- [The task]:
The data must be returned in full and exactly as given.

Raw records

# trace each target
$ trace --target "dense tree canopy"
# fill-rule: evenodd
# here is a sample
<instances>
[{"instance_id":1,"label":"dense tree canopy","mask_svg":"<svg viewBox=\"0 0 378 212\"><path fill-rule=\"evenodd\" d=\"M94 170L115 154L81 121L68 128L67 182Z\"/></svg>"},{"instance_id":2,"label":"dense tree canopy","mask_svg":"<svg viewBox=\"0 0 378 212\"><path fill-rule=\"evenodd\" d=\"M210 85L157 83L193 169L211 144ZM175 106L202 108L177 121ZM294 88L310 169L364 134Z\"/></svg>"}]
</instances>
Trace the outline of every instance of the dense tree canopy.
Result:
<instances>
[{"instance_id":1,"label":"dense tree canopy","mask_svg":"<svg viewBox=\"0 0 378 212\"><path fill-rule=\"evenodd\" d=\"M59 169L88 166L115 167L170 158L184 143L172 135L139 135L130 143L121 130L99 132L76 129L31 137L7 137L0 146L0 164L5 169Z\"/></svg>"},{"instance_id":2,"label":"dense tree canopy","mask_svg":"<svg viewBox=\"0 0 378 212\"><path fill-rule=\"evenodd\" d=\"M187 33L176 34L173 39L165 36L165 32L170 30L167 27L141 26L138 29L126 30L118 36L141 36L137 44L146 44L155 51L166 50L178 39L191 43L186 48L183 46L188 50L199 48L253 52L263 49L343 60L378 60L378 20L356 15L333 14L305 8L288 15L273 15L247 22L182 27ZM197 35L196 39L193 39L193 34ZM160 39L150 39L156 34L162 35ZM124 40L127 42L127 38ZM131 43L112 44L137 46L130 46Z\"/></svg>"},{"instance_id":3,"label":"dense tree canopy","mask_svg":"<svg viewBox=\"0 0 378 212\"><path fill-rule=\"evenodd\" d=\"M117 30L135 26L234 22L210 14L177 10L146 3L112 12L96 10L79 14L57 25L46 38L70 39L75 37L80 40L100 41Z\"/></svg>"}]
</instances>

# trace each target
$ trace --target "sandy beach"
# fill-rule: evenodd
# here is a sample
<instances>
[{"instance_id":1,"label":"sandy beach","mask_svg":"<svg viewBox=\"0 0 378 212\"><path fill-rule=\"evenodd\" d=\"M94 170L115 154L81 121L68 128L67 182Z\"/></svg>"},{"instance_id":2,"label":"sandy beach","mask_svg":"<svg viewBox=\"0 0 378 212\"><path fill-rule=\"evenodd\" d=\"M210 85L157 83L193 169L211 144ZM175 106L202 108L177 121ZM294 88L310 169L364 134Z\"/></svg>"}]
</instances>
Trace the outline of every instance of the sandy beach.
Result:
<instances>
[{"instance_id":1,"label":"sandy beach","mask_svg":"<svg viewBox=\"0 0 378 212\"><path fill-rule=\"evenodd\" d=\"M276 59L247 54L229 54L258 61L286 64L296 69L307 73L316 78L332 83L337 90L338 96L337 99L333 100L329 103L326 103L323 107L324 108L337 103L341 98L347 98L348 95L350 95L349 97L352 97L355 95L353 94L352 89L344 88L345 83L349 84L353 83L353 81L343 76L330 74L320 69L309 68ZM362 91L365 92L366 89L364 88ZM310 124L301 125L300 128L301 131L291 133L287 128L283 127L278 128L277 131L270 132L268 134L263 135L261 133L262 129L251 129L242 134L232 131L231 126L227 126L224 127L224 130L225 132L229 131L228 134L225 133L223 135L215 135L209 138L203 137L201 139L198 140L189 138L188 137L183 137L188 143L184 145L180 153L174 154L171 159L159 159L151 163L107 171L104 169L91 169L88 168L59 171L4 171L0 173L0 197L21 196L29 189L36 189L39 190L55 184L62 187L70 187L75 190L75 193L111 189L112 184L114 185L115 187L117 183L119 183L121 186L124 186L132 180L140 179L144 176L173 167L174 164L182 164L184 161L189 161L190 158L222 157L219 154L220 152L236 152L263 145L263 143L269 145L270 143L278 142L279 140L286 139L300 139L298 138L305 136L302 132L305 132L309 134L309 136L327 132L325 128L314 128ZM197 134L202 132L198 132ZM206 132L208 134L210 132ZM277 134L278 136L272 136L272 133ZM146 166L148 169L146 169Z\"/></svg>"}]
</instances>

- [Worked solution]:
# trace each target
$ trace --target "dense tree canopy"
# fill-rule: evenodd
# here is a sample
<instances>
[{"instance_id":1,"label":"dense tree canopy","mask_svg":"<svg viewBox=\"0 0 378 212\"><path fill-rule=\"evenodd\" d=\"M94 170L115 154L81 121L68 128L67 182Z\"/></svg>"},{"instance_id":2,"label":"dense tree canopy","mask_svg":"<svg viewBox=\"0 0 378 212\"><path fill-rule=\"evenodd\" d=\"M210 85L157 83L193 169L211 144ZM175 106L202 108L177 121ZM294 88L310 169L364 134Z\"/></svg>"}]
</instances>
Trace the outline of every instance of the dense tree canopy.
Result:
<instances>
[{"instance_id":1,"label":"dense tree canopy","mask_svg":"<svg viewBox=\"0 0 378 212\"><path fill-rule=\"evenodd\" d=\"M59 169L88 166L115 167L170 158L184 143L172 135L139 135L130 143L121 130L99 132L76 129L31 137L7 137L0 146L0 164L5 169Z\"/></svg>"},{"instance_id":2,"label":"dense tree canopy","mask_svg":"<svg viewBox=\"0 0 378 212\"><path fill-rule=\"evenodd\" d=\"M187 33L176 34L173 39L165 36L165 32L170 30L167 27L141 26L138 29L126 30L118 36L141 36L137 44L146 44L155 51L166 50L178 39L191 43L186 48L183 46L188 50L199 48L253 52L263 49L343 60L378 60L378 20L356 15L333 14L305 8L288 15L273 15L247 22L182 27ZM197 35L196 39L193 39L193 34ZM160 39L150 39L156 34L162 35ZM124 40L127 42L127 38ZM131 43L112 44L137 46L130 46Z\"/></svg>"},{"instance_id":3,"label":"dense tree canopy","mask_svg":"<svg viewBox=\"0 0 378 212\"><path fill-rule=\"evenodd\" d=\"M117 30L135 26L234 22L210 14L177 10L146 3L112 12L96 10L79 14L57 25L46 38L70 39L75 37L80 40L100 41Z\"/></svg>"}]
</instances>

# trace each target
$ trace --target "sandy beach"
# fill-rule: evenodd
# here is a sample
<instances>
[{"instance_id":1,"label":"sandy beach","mask_svg":"<svg viewBox=\"0 0 378 212\"><path fill-rule=\"evenodd\" d=\"M94 170L115 154L81 121L68 128L67 182Z\"/></svg>"},{"instance_id":2,"label":"sandy beach","mask_svg":"<svg viewBox=\"0 0 378 212\"><path fill-rule=\"evenodd\" d=\"M210 85L157 83L193 169L211 144ZM175 106L202 108L177 121ZM294 88L310 169L364 134Z\"/></svg>"}]
</instances>
Trace the outline of every instance of the sandy beach.
Result:
<instances>
[{"instance_id":1,"label":"sandy beach","mask_svg":"<svg viewBox=\"0 0 378 212\"><path fill-rule=\"evenodd\" d=\"M276 59L247 54L229 54L258 61L286 64L296 69L307 73L316 78L332 83L337 90L338 96L337 99L333 100L329 103L326 103L323 107L324 108L337 103L341 98L347 98L348 95L350 95L349 97L352 97L355 95L353 94L352 89L344 88L345 83L349 84L353 83L353 81L343 76L330 74L320 69L309 68ZM362 91L365 92L366 89L364 88ZM310 124L301 125L300 128L301 131L291 133L287 128L283 127L278 128L277 131L270 132L268 134L263 135L261 133L262 129L251 129L242 134L232 131L231 126L227 126L224 127L224 130L225 132L229 131L228 134L225 133L223 135L215 135L209 138L203 137L201 139L198 140L189 138L188 137L183 137L188 143L184 145L180 153L174 154L171 159L159 159L151 163L107 171L104 169L91 169L88 168L59 171L4 171L0 173L0 197L21 196L29 189L36 189L39 190L55 184L62 187L70 187L75 190L75 193L111 189L112 184L114 185L115 187L117 183L119 183L121 186L124 186L132 180L140 179L144 176L173 167L174 164L182 164L184 161L189 161L190 158L222 157L219 154L220 152L236 152L263 145L263 143L269 145L270 143L278 142L279 140L286 139L300 139L298 138L305 136L302 132L305 132L309 134L309 136L327 132L325 128L314 128ZM197 134L202 132L198 132ZM206 132L208 134L210 132ZM277 134L278 136L272 136L272 133ZM146 166L148 169L146 169Z\"/></svg>"}]
</instances>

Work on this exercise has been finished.